=== Begin Enclosure ===

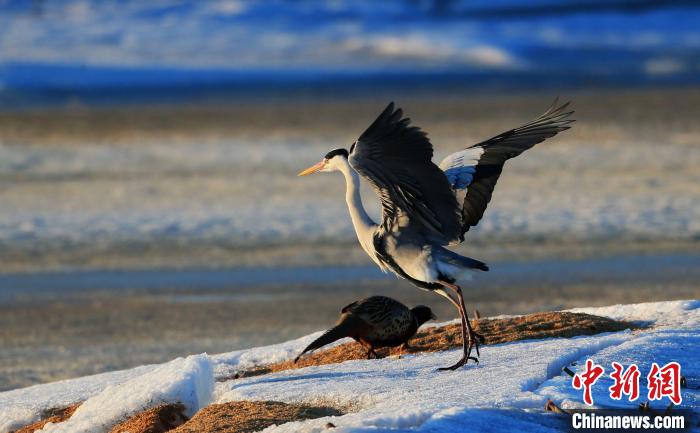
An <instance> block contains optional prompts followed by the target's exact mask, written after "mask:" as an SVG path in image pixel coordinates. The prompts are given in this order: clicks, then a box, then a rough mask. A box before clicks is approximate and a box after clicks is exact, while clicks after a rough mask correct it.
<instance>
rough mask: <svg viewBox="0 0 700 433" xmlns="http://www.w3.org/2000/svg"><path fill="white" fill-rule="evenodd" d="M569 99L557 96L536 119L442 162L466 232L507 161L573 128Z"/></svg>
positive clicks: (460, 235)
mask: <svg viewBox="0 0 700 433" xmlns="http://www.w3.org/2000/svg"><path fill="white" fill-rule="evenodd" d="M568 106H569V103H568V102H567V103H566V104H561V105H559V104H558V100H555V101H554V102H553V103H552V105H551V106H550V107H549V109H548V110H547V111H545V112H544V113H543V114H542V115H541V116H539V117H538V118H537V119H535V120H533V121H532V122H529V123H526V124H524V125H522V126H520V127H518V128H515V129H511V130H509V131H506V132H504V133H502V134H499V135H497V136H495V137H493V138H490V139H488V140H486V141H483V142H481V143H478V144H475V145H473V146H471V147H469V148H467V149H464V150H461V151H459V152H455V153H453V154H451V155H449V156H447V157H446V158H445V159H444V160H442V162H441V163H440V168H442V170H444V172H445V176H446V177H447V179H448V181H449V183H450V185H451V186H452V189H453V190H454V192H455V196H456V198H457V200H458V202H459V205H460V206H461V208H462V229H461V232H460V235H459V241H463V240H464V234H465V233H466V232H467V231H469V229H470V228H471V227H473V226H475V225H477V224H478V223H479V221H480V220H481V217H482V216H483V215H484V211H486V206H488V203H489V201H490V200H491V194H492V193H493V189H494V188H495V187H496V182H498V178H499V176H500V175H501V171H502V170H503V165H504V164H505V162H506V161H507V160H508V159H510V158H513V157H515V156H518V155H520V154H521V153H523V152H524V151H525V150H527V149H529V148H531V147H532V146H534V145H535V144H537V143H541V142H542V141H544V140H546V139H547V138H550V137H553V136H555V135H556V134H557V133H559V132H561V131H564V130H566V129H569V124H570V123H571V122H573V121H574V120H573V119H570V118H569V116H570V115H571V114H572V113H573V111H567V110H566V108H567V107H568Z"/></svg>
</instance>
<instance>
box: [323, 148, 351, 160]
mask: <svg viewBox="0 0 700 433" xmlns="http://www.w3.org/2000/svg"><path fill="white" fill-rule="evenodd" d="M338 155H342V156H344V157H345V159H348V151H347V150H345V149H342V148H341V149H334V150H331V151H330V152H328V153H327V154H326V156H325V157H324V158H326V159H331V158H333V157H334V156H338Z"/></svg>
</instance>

=== End Enclosure ===

**Exercise:** Could you copy out all the records above word for word, leaving out the pictures?

**Reply:**
An <instance> block contains optional prompts followed by the target's exact mask, written after "mask:" as an SVG path in image pixel coordinates. The prompts are given in this order: clicks, then a box, then a rough mask. A box before clicks is approximate and a box after clicks is exact, while clicks after a rough mask correct it.
<instance>
rough mask: <svg viewBox="0 0 700 433" xmlns="http://www.w3.org/2000/svg"><path fill="white" fill-rule="evenodd" d="M569 99L557 96L536 119L442 162L466 232L507 161L573 128Z"/></svg>
positive clicks: (460, 235)
mask: <svg viewBox="0 0 700 433" xmlns="http://www.w3.org/2000/svg"><path fill="white" fill-rule="evenodd" d="M568 106H569V103H568V102H567V103H566V104H561V105H559V104H558V100H555V101H554V102H553V103H552V105H551V106H550V107H549V109H548V110H547V111H545V112H544V113H543V114H542V115H541V116H539V117H538V118H537V119H535V120H533V121H532V122H529V123H526V124H524V125H522V126H520V127H518V128H515V129H511V130H509V131H506V132H504V133H502V134H499V135H497V136H495V137H493V138H490V139H488V140H486V141H483V142H481V143H478V144H475V145H473V146H471V147H469V148H467V149H464V150H461V151H459V152H455V153H453V154H451V155H449V156H447V157H446V158H445V159H444V160H442V162H441V163H440V168H442V170H444V172H445V176H446V177H447V179H448V181H449V183H450V185H451V186H452V189H453V190H454V192H455V196H456V198H457V200H458V202H459V205H460V206H461V208H462V229H461V232H460V235H459V241H463V240H464V234H465V233H466V232H467V231H469V229H470V228H471V227H473V226H475V225H477V224H478V223H479V221H480V220H481V217H482V216H483V215H484V211H486V206H488V203H489V201H490V200H491V194H492V193H493V189H494V188H495V187H496V182H498V178H499V176H500V175H501V171H502V170H503V165H504V164H505V162H506V161H507V160H508V159H510V158H513V157H515V156H518V155H520V154H521V153H523V152H524V151H525V150H527V149H529V148H531V147H532V146H534V145H535V144H537V143H541V142H542V141H544V140H546V139H547V138H550V137H553V136H555V135H556V134H557V133H559V132H561V131H564V130H566V129H569V124H570V123H571V122H573V121H574V120H573V119H570V118H569V116H570V115H571V114H572V113H573V111H567V110H566V108H567V107H568Z"/></svg>
</instance>
<instance>
box: [323, 148, 351, 160]
mask: <svg viewBox="0 0 700 433" xmlns="http://www.w3.org/2000/svg"><path fill="white" fill-rule="evenodd" d="M338 155H342V156H344V157H345V159H348V151H347V150H345V149H342V148H341V149H334V150H331V151H330V152H328V153H327V154H326V156H325V157H324V158H326V159H331V158H333V157H334V156H338Z"/></svg>
</instance>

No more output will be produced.